▶ **Written problem**:
From the items below, extract the lines starting at the one containing "task: draw the outline of the target" and ending at the one containing "answer field: every", and reproduce them word for word.

▶ **Material provided**:

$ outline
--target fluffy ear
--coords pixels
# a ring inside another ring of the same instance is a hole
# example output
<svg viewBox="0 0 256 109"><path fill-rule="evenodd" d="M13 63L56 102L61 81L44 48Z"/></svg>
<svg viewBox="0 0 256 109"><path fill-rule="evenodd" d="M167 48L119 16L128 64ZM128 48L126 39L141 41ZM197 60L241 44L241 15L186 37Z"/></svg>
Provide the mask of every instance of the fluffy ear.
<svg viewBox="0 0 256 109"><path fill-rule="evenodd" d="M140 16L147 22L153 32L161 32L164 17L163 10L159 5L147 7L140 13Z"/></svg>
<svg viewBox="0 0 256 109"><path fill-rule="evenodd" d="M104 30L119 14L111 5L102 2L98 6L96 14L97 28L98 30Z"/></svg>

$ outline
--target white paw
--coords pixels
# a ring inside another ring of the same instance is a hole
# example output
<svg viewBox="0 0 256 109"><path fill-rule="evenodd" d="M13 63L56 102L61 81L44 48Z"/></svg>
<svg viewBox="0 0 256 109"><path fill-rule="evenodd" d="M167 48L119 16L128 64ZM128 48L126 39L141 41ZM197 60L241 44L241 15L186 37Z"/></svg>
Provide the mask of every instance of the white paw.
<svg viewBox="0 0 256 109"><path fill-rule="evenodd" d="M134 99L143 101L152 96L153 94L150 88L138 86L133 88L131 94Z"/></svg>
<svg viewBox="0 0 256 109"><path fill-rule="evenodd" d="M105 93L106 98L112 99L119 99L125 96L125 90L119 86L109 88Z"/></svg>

* * *

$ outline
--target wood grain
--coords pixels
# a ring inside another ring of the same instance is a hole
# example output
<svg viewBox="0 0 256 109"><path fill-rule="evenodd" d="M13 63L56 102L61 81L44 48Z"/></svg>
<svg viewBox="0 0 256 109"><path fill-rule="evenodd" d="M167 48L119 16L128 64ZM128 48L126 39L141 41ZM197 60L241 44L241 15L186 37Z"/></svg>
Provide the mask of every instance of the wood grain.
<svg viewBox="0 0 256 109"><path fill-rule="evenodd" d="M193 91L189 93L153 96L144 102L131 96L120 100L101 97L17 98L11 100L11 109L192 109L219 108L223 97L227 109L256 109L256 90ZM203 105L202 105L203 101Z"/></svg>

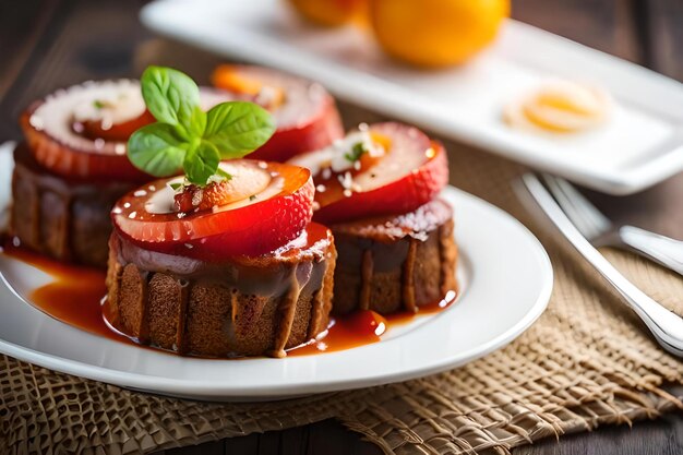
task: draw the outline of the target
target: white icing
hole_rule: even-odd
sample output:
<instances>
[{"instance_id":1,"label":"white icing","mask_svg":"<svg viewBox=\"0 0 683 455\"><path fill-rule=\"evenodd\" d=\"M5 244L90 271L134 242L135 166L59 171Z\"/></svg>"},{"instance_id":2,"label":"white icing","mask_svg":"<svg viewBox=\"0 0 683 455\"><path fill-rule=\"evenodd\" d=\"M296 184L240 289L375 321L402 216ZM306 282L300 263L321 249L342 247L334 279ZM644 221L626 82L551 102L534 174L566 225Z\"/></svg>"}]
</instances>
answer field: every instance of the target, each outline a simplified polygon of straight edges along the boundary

▶ **Answer to the problem**:
task: draw the outline of the target
target: white icing
hole_rule: even-odd
sample output:
<instances>
[{"instance_id":1,"label":"white icing","mask_svg":"<svg viewBox=\"0 0 683 455\"><path fill-rule=\"evenodd\" d=\"M5 244L90 271L134 242L135 166L59 171Z\"/></svg>"},{"instance_id":2,"label":"white icing","mask_svg":"<svg viewBox=\"0 0 683 455\"><path fill-rule=\"evenodd\" d=\"M296 184L240 289L375 321L402 216ZM306 282L300 263L321 249L342 247L334 279ZM644 221L626 82L551 102L534 174L566 225Z\"/></svg>"}]
</instances>
answer field: every instance of the target, each outline a simplified polygon of straight edges along the boundary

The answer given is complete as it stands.